24 Décembre 1800 Gildard Guillaume[1]
J’avais envoyé à Paris, quelques un de mes[2] officiers pour se défaire de Bonaparte, parce que je croyais la mesure nécessaire : mais je ne leur avais prescrit aucun moyen d’exécution. Ils ont choisi celui de l’explosion, elle est blâmable puisqu’elle sacrifiait inutilement des innocents.
Georges Cadoudal( 1771-1804)
La Révolution Française fut une Révolution bourgeoise. Le procès d’un tel événement serait vain . Certains affirment[3]-à tort ou à raison-qu ‘elle fut payée par une autre “Puissance adverse“ ou ennemie : elle rompit les digues du Pouvoir héréditaire et/ou absolu. Mille ans d’Histoire en basculèrent et elle servit de modèle à d’autres peuples. Cependant l’avenir qui sembla nouveau, prometteur dut compter avec les stigmates et les réussites du passé monarchique qui avait sut s’entourer souvent d’hommes et de femmes de talent et de clairvoyance.

Données extraites:
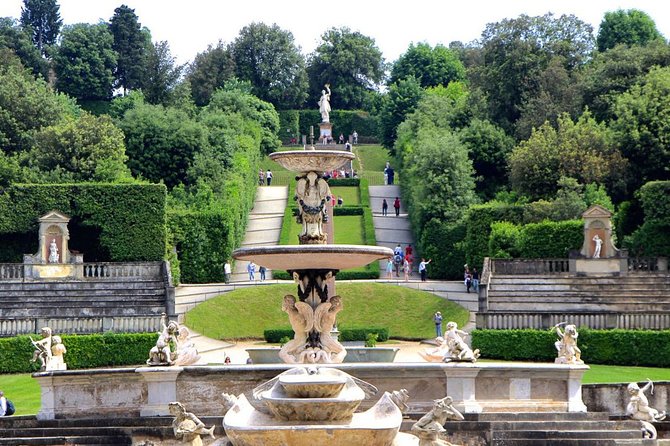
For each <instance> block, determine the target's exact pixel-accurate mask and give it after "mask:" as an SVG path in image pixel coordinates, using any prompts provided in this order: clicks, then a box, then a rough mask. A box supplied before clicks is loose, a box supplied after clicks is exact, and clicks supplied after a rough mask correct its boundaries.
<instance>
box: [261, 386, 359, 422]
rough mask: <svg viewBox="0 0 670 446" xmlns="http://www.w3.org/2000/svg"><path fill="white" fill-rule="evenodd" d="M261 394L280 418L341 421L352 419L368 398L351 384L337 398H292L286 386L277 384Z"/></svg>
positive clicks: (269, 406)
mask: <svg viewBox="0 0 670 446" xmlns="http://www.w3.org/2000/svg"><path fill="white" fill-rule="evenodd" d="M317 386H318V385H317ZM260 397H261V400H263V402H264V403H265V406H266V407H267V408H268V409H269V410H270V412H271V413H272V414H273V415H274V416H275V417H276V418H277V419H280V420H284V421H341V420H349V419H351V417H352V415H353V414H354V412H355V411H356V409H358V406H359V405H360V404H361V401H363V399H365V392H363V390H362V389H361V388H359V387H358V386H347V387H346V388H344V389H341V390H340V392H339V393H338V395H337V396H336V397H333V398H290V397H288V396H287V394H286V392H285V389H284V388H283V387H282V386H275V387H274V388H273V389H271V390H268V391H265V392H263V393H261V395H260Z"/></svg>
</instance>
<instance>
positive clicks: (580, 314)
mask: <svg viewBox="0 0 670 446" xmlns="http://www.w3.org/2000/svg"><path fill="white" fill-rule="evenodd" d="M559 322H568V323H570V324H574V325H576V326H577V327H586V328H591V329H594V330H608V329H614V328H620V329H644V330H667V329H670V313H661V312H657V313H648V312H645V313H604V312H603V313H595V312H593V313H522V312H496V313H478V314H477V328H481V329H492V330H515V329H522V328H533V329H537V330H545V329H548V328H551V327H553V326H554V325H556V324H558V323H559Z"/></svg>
* * *
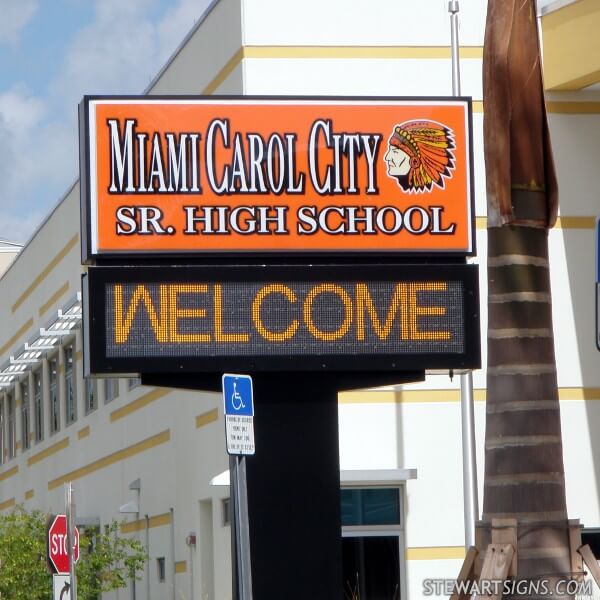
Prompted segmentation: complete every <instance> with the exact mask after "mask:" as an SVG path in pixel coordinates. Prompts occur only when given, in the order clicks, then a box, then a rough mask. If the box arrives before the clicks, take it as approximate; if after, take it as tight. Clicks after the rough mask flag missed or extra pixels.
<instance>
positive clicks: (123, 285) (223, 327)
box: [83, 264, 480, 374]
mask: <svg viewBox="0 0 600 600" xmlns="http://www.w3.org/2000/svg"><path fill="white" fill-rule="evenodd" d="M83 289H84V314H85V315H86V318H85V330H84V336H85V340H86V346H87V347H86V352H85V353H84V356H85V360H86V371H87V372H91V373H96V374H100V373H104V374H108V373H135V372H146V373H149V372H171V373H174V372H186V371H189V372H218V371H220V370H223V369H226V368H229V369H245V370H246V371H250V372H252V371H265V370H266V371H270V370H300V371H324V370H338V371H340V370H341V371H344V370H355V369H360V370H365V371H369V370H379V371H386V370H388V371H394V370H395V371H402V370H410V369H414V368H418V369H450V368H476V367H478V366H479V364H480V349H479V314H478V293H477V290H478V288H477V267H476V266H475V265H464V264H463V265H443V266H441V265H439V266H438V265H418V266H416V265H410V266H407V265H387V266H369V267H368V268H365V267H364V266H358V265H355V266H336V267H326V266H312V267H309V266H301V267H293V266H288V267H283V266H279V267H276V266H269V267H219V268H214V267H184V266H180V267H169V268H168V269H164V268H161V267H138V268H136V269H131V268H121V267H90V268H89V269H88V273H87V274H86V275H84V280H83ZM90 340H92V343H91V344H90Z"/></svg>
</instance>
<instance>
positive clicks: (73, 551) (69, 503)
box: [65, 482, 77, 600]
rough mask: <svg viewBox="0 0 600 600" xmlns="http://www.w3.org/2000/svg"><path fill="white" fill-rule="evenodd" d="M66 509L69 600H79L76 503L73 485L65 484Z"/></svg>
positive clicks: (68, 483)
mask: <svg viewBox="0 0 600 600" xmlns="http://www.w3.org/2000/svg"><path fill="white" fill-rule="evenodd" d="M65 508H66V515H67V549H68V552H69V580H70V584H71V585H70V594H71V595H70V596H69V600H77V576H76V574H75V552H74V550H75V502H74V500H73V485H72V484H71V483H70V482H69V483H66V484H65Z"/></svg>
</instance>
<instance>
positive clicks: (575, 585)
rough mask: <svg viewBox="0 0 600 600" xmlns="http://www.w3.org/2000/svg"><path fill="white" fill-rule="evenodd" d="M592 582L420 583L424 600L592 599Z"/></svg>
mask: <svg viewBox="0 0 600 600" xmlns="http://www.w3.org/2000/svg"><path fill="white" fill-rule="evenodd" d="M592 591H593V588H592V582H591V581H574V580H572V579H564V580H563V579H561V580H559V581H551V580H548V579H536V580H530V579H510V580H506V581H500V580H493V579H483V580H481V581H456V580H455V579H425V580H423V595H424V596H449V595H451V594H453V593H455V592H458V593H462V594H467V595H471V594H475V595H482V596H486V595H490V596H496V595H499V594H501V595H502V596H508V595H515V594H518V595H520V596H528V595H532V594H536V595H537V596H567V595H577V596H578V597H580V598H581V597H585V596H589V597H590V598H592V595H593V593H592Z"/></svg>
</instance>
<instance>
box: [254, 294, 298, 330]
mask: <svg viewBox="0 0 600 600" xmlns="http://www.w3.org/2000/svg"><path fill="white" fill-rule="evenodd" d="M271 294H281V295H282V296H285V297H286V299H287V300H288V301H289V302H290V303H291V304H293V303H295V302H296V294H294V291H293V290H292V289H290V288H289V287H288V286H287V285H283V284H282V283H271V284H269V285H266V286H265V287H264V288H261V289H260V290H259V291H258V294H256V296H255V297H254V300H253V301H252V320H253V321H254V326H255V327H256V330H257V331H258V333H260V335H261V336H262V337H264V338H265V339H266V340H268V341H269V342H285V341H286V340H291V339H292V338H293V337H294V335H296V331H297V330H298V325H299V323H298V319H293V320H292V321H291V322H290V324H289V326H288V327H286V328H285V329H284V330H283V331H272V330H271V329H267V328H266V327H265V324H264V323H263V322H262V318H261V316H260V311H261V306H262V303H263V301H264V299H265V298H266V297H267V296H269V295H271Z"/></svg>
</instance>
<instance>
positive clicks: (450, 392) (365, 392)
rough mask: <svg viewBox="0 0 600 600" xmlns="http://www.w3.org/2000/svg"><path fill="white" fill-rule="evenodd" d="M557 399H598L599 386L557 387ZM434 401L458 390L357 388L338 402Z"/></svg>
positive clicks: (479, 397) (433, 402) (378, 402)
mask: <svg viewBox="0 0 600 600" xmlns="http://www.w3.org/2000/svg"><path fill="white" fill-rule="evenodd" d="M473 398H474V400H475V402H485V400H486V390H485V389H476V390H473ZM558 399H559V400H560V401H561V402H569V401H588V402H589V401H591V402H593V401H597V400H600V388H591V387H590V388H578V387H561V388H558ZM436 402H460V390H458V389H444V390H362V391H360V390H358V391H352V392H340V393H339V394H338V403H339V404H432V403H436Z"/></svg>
==
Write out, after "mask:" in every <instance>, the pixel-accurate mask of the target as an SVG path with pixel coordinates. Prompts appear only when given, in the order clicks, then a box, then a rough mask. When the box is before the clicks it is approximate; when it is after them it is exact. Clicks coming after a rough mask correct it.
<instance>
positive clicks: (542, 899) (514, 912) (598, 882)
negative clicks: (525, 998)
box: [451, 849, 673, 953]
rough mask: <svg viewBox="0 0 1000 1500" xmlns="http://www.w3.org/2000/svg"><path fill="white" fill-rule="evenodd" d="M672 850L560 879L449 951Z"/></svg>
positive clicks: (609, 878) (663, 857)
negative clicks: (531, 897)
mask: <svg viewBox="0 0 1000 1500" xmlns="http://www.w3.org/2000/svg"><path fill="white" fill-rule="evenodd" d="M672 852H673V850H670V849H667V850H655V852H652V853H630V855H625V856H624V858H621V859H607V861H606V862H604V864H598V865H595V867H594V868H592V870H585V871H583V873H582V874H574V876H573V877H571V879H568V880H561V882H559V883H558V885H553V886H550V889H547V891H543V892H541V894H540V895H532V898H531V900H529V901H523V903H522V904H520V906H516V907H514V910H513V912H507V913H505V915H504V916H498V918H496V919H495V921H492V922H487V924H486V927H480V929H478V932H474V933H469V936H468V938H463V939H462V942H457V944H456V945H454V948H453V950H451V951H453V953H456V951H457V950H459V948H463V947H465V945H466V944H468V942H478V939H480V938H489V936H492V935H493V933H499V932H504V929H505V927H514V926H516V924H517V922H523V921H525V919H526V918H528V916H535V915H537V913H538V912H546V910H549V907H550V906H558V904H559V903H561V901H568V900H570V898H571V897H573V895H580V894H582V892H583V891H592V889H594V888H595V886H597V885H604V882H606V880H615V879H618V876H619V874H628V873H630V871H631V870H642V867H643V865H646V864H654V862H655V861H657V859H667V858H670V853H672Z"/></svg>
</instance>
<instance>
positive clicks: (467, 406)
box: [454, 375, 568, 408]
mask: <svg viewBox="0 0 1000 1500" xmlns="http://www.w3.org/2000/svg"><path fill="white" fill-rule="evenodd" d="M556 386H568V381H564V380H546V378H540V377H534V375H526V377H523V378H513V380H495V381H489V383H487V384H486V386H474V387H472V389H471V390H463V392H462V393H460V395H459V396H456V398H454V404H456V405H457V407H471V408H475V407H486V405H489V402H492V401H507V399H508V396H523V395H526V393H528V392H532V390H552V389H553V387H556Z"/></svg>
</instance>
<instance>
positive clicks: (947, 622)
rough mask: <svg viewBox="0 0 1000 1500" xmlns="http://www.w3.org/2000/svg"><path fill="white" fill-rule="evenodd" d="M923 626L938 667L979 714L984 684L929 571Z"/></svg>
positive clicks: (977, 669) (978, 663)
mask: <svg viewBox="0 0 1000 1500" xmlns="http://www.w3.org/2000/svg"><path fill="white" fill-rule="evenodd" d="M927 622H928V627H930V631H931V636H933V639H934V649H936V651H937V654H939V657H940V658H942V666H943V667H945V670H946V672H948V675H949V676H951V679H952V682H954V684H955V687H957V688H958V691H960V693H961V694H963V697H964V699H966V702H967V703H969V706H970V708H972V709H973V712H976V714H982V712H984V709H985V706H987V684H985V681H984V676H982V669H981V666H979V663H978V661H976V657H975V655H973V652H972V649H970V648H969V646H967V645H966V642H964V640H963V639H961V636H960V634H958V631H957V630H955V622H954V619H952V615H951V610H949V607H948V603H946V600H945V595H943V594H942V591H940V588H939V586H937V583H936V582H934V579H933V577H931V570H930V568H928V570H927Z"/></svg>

Travail demandé:
(a) Selon le texte fourni, pour quelle raison l'explosion est-elle qualifiée de blâmable ?
(b) Traduisez en anglais la phrase suivante du texte fourni : « La Révolution Française fut une Révolution bourgeoise. »
(c) Prolongez le texte fourni sur la Révolution française au-delà de sa dernière phrase.

Corrigé:
(a) Parce qu'elle sacrifiait inutilement des innocents.

(b) The French Revolution was a bourgeois revolution.

(c)
“Le premier attentat terroriste de l’Histoire“
Le Premier Consul Bonaparte, en cette soirée de veille de Noël 1800, en compagnie de son épouse Joséphine et de sa sœur se rend à l’opéra. Plusieurs voitures attelées se suivent et doivent passer par la rue Saint Nicaise.
Une charrette dont une jeune adolescente tient la bride du cheval explose dans un fracas foudroyant. Aussitôt la rue, les gens, les bâtiments alentours sont pulvérisés sur une centaine de mètres alentour semant la terreur! Les voitures de Bonaparte sont passées avant !
Erreur de signal du chef à son complice ? Deballonnement du chef au dernier moment ? Mystère. Un des acteurs Saint-Réjant n’a jamaus avoué et fut exécuté, l’autre Carbon condamné, également exécuté ne participa qu’à la préparation.
À quelques dixième de secondes près du passage des voitures du Premier magistrat de France . Bonaparte et les siens entrent dans la salle et sont accueillis par des applaudissements.
Déjà on l’admire et le vénère. À tout le moins on le craint et le respecte. Car Bonaparte à liquidé la Révolution moribonde avec son 18 Brumaire et levé le spectre du Désordre et de l’indiscipline, peu propices à la reprise des activités lucratives et indispensables à la vie des citoyens.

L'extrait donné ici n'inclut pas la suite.